___ AVAILABLE DATA

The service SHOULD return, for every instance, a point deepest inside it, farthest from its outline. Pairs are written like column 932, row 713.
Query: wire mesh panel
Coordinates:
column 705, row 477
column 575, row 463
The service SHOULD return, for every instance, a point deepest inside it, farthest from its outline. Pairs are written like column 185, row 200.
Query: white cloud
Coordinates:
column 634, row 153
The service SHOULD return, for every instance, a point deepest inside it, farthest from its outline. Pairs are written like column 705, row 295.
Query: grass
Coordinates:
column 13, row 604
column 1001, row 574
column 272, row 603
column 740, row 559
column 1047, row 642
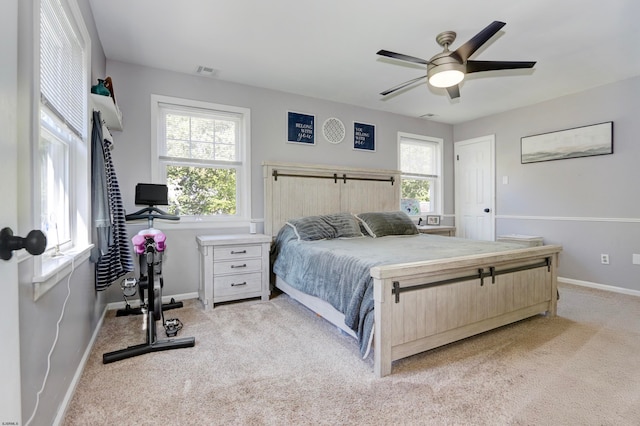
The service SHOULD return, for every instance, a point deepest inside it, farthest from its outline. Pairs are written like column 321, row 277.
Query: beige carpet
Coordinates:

______

- _DIRECTIONS FOR THIS TASK_
Transcribe the records above exactly, skipping pictures.

- _SOLUTION TO THIS TASK_
The service SHOULD return, for every instance, a point deepest inside it, farthest from its outline. Pairs are written like column 932, row 713.
Query: wire mesh panel
Coordinates:
column 705, row 477
column 575, row 463
The service SHOULD return, for every instance, a point deepest inside it, farthest from its outline. Pairs are written like column 185, row 200.
Query: white cloud
Coordinates:
column 634, row 153
The service SHOULD return, for every instance, a point deepest inside it, farthest from its outline. Pairs are written like column 705, row 295.
Query: grass
Coordinates:
column 13, row 604
column 1001, row 574
column 272, row 603
column 740, row 559
column 1047, row 642
The service SHOULD return, for every instance, a point deepest inside it, farthest from its outline. Pairs are written like column 321, row 277.
Query: beige carpet
Coordinates:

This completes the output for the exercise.